> **PASSAGE PROVIDED**:
Last Chance To Save The Planet!
SO this is it! No more excuses, no ifs and buts, this is definitive. The Inter-governmental Panel on Climate Change (IPCC) released the Report of its Third Working Group (WG3) on May 4 in Bangkok. The Report has been carefully vetted not only by scientists and climate experts but also went through the usual line-by-line nit-picking by governmental representatives from 105 nations who have thus put their seal of approval on the Report’s highly significant findings.
The bad news is that man-made climate change is very real and is on the verge of reaching irreversible levels at which all life on earth could perish. The good news is that the process can be halted mostly through available technologies, and at much lower economic and social cost than fear-mongers had earlier portrayed, IF (and this is a big if) necessary steps are taken immediately.
CERTAINTY OF CLIMATE CHANGE
The Report forms part of the latest fourth series of Assessment Reports (AR4) by the IPCC, the previous round being in 2001. Three Working Groups of the present AR4 series have submitted their reports. The first report in Paris in February 2007 asserted the harsh reality of anthropogenic climate change and elaborated the scientific basis for this understanding: perennial doubters and climate change deniers such as US conservatives and right-wing think-tanks, are now equivalent to those who believe the earth is flat! The second report in Brussels in April this year brought out the likely impact (such as increase of temperatures, rising sea levels and changing cropping patterns besides possible more frequent extreme weather phenomena such as storms, drought or floods), vulnerabilities (such as of coastal communities, small island nations, farmers especially poor peasants) and necessary adaptation strategies. The much-awaited WG3 Report was on the key issue of mitigation, that is, how climate change can be checked or controlled. Science now shows that, from a baseline level of greenhouse gases (GHGs) of around 300 ppm (parts per million) of carbon-dioxide equivalent in the pre-industrial era, we have now reached levels of around 425 ppm which, if current rates of GHG emissions continue in a “business as usual” mode, will reach around 475 – 490 ppm by 2030 causing a catastrophic rise in global temperature by 2.0-2.8 degrees Celsius, reaching 550-600 ppm and a rise of 4-5 degrees Celsius by the end of the century spelling doom for all life on earth.

> **PROMPT 1**:
According to the climate change article, where and on what date did the IPCC release its Third Working Group report?

> **ENTRIES PROVIDED**:
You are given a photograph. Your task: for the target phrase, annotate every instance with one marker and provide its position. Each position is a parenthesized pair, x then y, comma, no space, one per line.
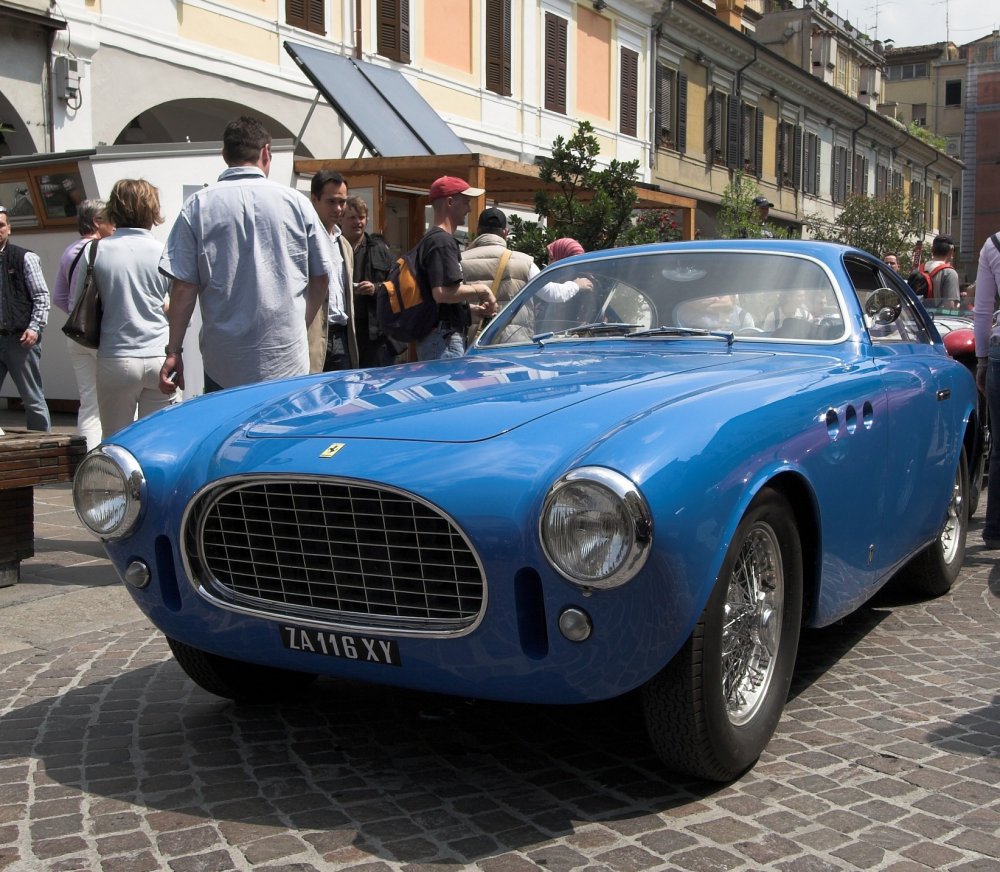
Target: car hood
(431,402)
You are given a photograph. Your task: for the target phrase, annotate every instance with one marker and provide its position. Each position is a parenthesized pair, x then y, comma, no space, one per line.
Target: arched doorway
(192,121)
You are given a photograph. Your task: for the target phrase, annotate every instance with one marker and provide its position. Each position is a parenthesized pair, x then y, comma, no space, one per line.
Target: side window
(879,291)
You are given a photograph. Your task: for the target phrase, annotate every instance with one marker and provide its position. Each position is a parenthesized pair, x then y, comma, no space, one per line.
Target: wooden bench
(28,458)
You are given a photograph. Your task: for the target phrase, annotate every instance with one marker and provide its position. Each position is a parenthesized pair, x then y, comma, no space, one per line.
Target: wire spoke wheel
(752,623)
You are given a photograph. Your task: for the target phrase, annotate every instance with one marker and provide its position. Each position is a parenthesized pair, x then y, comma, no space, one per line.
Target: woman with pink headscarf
(560,292)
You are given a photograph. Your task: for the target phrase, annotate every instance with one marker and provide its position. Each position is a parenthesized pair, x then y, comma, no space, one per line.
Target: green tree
(891,223)
(739,218)
(593,206)
(924,135)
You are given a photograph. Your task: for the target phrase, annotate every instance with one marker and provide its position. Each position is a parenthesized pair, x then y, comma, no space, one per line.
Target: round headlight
(108,491)
(596,527)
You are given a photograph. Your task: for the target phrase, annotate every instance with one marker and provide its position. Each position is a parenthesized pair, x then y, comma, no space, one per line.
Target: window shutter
(836,171)
(717,108)
(295,13)
(816,168)
(629,92)
(393,30)
(797,160)
(316,20)
(307,14)
(733,134)
(746,138)
(555,63)
(781,157)
(661,122)
(498,47)
(681,140)
(758,146)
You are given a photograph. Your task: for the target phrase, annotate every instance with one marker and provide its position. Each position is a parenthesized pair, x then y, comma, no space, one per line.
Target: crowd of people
(287,284)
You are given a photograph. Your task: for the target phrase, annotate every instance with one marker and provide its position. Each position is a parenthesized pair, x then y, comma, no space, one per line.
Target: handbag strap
(501,268)
(76,260)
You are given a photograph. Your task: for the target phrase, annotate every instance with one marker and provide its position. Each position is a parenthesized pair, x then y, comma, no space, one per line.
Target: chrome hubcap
(751,631)
(951,533)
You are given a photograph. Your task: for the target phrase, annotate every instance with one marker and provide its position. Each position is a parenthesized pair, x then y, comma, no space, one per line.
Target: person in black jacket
(372,262)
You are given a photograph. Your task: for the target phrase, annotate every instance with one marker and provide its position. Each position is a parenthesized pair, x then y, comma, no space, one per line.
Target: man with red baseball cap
(449,186)
(439,271)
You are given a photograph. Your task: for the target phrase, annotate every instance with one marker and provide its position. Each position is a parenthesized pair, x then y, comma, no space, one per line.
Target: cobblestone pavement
(110,759)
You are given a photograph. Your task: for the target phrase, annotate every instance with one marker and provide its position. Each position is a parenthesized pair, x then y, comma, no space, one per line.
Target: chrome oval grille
(335,551)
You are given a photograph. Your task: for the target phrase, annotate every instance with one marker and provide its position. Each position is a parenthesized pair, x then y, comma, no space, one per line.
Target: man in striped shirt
(24,312)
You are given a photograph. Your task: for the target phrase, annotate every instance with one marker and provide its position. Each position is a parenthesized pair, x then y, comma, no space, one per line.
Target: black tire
(700,720)
(236,680)
(934,570)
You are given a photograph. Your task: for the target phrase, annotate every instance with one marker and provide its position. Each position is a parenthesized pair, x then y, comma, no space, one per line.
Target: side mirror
(884,306)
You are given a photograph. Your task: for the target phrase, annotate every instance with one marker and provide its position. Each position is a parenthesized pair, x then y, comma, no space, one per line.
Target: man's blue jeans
(24,365)
(441,345)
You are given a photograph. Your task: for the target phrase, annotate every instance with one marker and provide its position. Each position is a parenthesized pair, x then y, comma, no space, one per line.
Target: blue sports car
(647,481)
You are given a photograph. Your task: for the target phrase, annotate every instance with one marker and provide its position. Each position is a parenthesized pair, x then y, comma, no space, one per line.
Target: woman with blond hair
(133,293)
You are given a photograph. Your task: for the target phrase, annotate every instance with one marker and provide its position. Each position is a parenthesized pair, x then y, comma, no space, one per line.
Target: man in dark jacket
(372,262)
(24,311)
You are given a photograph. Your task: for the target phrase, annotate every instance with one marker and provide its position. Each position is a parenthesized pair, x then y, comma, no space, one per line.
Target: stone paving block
(628,859)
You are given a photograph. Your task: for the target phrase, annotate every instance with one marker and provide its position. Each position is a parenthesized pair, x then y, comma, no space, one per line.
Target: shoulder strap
(76,260)
(501,268)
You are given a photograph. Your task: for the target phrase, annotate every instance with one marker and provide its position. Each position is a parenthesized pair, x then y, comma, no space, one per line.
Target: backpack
(405,313)
(922,281)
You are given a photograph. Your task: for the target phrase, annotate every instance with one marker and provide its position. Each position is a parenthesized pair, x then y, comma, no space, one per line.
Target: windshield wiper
(593,329)
(728,335)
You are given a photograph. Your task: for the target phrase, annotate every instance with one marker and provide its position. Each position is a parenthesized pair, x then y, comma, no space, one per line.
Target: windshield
(754,295)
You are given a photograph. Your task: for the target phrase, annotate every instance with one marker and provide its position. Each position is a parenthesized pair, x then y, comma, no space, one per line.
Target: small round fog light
(137,574)
(575,624)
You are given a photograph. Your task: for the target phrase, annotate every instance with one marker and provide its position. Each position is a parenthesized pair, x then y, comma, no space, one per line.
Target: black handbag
(84,323)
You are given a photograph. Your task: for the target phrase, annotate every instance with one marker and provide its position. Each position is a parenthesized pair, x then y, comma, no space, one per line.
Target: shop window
(42,197)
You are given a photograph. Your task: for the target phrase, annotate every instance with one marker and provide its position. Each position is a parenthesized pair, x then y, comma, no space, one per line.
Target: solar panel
(366,97)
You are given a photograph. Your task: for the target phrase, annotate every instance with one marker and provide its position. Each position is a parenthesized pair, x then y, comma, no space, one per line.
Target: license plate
(343,645)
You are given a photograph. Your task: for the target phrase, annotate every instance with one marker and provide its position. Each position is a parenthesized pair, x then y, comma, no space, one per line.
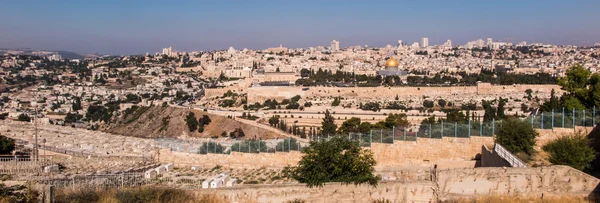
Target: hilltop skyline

> **PROMPT 2**:
Pull out every line of the entries that contains the string "strap". Case counts.

> **EXPECTED OUTPUT 1**:
In Bangkok on May 4.

> **EXPECTED OUTPUT 2**:
Target: handbag strap
Target: shoulder strap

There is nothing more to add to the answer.